[Start of Attachment]

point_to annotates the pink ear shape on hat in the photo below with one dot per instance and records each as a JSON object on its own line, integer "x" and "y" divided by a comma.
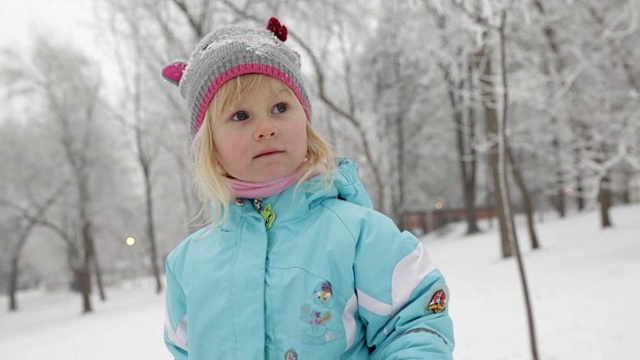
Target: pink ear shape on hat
{"x": 173, "y": 72}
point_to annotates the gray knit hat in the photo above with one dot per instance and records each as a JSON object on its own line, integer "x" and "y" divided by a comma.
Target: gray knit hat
{"x": 232, "y": 51}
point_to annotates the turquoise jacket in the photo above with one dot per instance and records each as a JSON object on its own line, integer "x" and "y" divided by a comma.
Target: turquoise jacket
{"x": 309, "y": 273}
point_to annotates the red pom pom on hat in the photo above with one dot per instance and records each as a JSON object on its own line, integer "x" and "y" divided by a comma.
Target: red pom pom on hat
{"x": 174, "y": 71}
{"x": 277, "y": 28}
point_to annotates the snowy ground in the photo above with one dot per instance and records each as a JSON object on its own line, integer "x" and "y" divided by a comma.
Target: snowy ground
{"x": 585, "y": 284}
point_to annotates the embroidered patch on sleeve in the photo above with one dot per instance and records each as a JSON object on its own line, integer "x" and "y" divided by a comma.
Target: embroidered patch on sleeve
{"x": 438, "y": 302}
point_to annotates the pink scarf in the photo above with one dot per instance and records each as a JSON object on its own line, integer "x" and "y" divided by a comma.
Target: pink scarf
{"x": 253, "y": 190}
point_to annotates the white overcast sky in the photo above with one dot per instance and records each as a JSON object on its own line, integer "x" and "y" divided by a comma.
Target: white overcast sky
{"x": 66, "y": 21}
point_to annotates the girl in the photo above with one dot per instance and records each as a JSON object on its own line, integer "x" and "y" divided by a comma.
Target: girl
{"x": 295, "y": 264}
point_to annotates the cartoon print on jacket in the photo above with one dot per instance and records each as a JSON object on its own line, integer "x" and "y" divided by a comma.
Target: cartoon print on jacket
{"x": 318, "y": 317}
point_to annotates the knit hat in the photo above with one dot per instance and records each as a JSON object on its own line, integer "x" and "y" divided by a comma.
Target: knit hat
{"x": 232, "y": 51}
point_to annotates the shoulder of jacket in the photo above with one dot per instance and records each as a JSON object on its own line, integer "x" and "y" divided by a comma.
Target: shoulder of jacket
{"x": 180, "y": 251}
{"x": 358, "y": 218}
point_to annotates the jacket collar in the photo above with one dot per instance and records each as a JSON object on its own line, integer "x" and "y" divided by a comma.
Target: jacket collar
{"x": 297, "y": 200}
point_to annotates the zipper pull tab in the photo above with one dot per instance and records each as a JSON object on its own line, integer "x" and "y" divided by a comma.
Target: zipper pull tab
{"x": 266, "y": 212}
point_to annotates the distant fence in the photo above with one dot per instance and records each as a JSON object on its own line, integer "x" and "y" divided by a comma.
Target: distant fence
{"x": 422, "y": 222}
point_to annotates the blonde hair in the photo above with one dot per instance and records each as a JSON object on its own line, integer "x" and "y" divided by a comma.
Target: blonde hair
{"x": 209, "y": 175}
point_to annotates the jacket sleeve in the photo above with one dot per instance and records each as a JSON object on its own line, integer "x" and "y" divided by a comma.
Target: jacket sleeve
{"x": 175, "y": 324}
{"x": 402, "y": 297}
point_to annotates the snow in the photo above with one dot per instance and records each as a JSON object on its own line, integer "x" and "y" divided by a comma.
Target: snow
{"x": 584, "y": 285}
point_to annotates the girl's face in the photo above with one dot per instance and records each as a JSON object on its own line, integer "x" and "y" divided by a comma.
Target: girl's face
{"x": 263, "y": 136}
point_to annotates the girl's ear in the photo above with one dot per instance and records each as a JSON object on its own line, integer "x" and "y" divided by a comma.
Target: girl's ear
{"x": 173, "y": 72}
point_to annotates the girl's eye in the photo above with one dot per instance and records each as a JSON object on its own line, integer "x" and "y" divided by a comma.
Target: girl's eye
{"x": 280, "y": 108}
{"x": 240, "y": 116}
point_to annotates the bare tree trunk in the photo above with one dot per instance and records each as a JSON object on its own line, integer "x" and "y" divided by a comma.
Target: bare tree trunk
{"x": 85, "y": 270}
{"x": 526, "y": 198}
{"x": 502, "y": 201}
{"x": 97, "y": 270}
{"x": 15, "y": 266}
{"x": 151, "y": 230}
{"x": 504, "y": 155}
{"x": 604, "y": 197}
{"x": 560, "y": 204}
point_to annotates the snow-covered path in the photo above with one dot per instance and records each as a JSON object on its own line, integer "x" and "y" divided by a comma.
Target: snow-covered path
{"x": 585, "y": 284}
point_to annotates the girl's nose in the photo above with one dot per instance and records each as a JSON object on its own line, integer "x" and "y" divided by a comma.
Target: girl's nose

[End of Attachment]

Directions for this task:
Pull every line containing the word "nose" out of the material and copy it.

Solution for this problem:
point_to annotates the girl's nose in the photo above with one dot per instance and records each as a JSON object on its own line, integer "x" and "y" divided by a comma.
Target: girl's nose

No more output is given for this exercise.